- [SELECTED TEXT]
* * * * * * *
Pentecost
Some thoughts prompted by the reading for the Feast of Pentecost, which we observed yesterday, thoughts which worked their way into a sermon. Here’s some of what got preached:
Pentecost is sometimes referred to as the birthday of the church, marking that very peculiar day described in the book of Acts when the church began, also described in the gospel of John (chapter 20) when the resurrected Jesus meets the disciples.
Jesus sends the disciples out into the world, breathing on them, a conveyance of his grace and power. As he dismisses the disciples, he says to them: As the Father has sent me, so I am sending you.
Here’s what I found myself thinking about this week. How exactly does the Father send the Son into the world? A number of things occur to me, by no means an authoritative or exhaustive list. Feel free to add your own insights.
First, the Father sends the Son into the world in the most understated way, charting a path of humility. The Son is born to a young unmarried teenage girl. The delivery room was a stable, a shelter for animals. His parents were homeless refugees. He appeared not in Rome or Athens, but in the little no-count town of Bethlehem. Paul describes this journey in a beautiful hymn found in his letter to the Philippians (included below). He says that Jesus took on the form of a servant and did not consider equality with God a thing to be grasped. If that’s how Jesus was sent into the world, as servant, with humility, how are we being sent in a similar way into the world this Monday morning?
Second, the Father sends the Son into the world at a specific time and place. Scholars sometimes call this the scandal of particularity, which captures the outrageous grace that God uses real people, as exasperating as that may be. It brings to mind the phrase: I love humanity. It’s people I can’t stand. As the Father sent the Son into a particular time, as Jesus lived his life in a limited geographic area, so we are sent to particular places, to meet particular people, to be of service there. Not everywhere, but somewhere. What specific somewhere, what specific encounters are you being sent into today?
Third, the Father sends the Son into the world in a spirit of compassion, a word which literally means suffering with, and which connotes the great love that animates the good news of Jesus. Karen Armstrong, scholar of comparative religion, has noted that compassion is the central value of all great faith traditions. Lord knows a cursory reading of the morning paper will let us know that it is in great demand. As the Presiding Bishop repeats, “if it ain’t about love it ain’t about God.” Jesus comes to stretch out arms of love on the hard wood of the cross to draw us into his saving embrace. That’s what he was sent to do. Apparently, that’s what we are sent to do as well. What are the opportunities before you this day to share and show love, give someone a break, cut someone some slack, look at life from that person’s point of view?
* * * * * * *
- [WHAT TO PRODUCE]
Write out the Pentecost text again, starting with "Jesus sends the" and going on through "your own insights.", and swap in "apostles" wherever "disciples" appears.

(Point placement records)
* * * * * * *
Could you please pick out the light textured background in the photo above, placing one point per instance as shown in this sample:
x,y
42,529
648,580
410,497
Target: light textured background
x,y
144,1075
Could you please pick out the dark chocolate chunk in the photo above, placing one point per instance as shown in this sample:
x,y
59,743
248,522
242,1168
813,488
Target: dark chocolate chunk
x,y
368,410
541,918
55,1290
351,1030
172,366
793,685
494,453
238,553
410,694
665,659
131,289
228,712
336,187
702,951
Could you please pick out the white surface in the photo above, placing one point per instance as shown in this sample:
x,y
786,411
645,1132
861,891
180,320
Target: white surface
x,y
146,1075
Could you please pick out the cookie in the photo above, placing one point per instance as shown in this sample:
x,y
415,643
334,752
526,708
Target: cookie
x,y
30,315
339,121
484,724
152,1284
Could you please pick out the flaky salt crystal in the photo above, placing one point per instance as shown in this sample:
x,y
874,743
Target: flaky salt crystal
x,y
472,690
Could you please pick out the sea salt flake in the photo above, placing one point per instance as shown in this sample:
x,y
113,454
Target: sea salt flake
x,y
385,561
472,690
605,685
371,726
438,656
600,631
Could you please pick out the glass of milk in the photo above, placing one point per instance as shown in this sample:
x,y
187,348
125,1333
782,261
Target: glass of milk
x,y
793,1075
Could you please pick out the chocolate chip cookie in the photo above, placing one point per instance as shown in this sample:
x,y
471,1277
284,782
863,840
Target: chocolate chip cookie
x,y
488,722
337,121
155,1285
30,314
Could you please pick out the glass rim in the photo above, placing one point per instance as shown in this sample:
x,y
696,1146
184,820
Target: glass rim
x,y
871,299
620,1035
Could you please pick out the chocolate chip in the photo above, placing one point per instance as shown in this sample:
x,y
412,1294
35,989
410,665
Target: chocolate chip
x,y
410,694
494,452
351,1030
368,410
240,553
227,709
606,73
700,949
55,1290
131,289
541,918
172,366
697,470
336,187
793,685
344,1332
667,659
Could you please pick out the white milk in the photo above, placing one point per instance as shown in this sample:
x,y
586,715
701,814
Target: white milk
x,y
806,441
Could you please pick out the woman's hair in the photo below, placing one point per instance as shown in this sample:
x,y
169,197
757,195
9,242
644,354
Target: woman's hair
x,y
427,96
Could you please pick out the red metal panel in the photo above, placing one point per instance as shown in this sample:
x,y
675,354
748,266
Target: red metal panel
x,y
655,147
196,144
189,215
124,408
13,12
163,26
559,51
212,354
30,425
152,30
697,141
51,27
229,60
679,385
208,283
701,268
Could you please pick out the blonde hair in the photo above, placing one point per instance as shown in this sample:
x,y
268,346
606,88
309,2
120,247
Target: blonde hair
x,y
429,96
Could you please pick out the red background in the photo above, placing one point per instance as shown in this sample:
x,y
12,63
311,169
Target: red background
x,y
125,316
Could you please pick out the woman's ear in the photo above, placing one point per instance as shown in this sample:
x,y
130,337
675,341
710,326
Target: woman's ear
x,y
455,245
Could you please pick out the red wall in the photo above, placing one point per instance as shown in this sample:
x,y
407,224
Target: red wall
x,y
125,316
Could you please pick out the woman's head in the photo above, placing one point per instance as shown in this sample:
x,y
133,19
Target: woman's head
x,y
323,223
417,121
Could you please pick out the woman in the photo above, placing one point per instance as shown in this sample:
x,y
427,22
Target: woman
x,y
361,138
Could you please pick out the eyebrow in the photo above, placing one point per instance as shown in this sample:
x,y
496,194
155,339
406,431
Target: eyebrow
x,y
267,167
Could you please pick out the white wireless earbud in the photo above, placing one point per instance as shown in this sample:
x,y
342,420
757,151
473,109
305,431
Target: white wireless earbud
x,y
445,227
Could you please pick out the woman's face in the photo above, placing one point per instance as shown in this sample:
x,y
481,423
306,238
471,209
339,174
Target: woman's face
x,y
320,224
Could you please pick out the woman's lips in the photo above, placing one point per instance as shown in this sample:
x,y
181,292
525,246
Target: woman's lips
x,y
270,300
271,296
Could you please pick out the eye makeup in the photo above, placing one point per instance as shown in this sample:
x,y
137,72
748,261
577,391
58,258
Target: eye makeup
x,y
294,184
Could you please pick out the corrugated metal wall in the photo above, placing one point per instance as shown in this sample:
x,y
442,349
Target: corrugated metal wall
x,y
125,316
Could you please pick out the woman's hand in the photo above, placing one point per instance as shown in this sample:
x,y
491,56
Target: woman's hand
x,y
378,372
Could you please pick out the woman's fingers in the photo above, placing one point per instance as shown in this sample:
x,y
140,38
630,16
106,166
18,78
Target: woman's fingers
* * * * * * *
- [ANSWER]
Jesus sends the apostles out into the world, breathing on them, a conveyance of his grace and power. As he dismisses the apostles, he says to them: As the Father has sent me, so I am sending you.
Here’s what I found myself thinking about this week. How exactly does the Father send the Son into the world? A number of things occur to me, by no means an authoritative or exhaustive list. Feel free to add your own insights.